### [WRITTEN EXERCISE]
Copy out the lines of the records below, starting with the line that contains "the drawer handle." and continuing through the end of the records, keeping every character the same.

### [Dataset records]

- - -

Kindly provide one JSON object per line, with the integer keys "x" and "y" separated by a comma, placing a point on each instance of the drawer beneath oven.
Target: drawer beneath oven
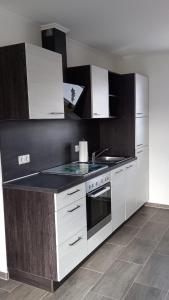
{"x": 71, "y": 253}
{"x": 70, "y": 220}
{"x": 67, "y": 197}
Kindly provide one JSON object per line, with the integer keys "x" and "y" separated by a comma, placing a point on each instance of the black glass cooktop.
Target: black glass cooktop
{"x": 76, "y": 168}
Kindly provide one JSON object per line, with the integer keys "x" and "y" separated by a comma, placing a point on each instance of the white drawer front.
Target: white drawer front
{"x": 70, "y": 220}
{"x": 67, "y": 197}
{"x": 71, "y": 253}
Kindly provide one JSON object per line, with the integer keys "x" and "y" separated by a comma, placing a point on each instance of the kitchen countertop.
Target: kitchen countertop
{"x": 58, "y": 183}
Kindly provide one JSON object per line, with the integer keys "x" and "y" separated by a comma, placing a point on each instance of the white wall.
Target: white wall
{"x": 80, "y": 54}
{"x": 15, "y": 29}
{"x": 156, "y": 67}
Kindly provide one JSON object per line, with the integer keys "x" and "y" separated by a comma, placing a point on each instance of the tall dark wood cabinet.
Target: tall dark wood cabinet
{"x": 119, "y": 132}
{"x": 31, "y": 83}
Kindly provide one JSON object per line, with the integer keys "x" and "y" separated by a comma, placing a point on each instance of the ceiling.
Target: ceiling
{"x": 117, "y": 26}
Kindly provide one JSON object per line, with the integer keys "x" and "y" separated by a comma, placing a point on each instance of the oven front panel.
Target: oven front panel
{"x": 98, "y": 209}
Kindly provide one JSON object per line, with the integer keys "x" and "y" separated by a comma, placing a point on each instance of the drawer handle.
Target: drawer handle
{"x": 73, "y": 192}
{"x": 78, "y": 239}
{"x": 73, "y": 209}
{"x": 118, "y": 172}
{"x": 129, "y": 167}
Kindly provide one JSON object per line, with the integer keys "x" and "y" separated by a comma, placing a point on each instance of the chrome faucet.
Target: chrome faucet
{"x": 94, "y": 156}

- - -

### [THE OUTPUT]
Kindly provide one JSON object per line, with the integer keys "x" and "y" separated by a comma, placing a point on each instance of the drawer handle.
Target: drawer handle
{"x": 73, "y": 192}
{"x": 78, "y": 239}
{"x": 73, "y": 209}
{"x": 118, "y": 172}
{"x": 129, "y": 167}
Kindly provide one JSON object per line, with the integer keys "x" and "y" separated by a comma, placing a point on each instance of the chrome faucet.
Target: chrome faucet
{"x": 94, "y": 156}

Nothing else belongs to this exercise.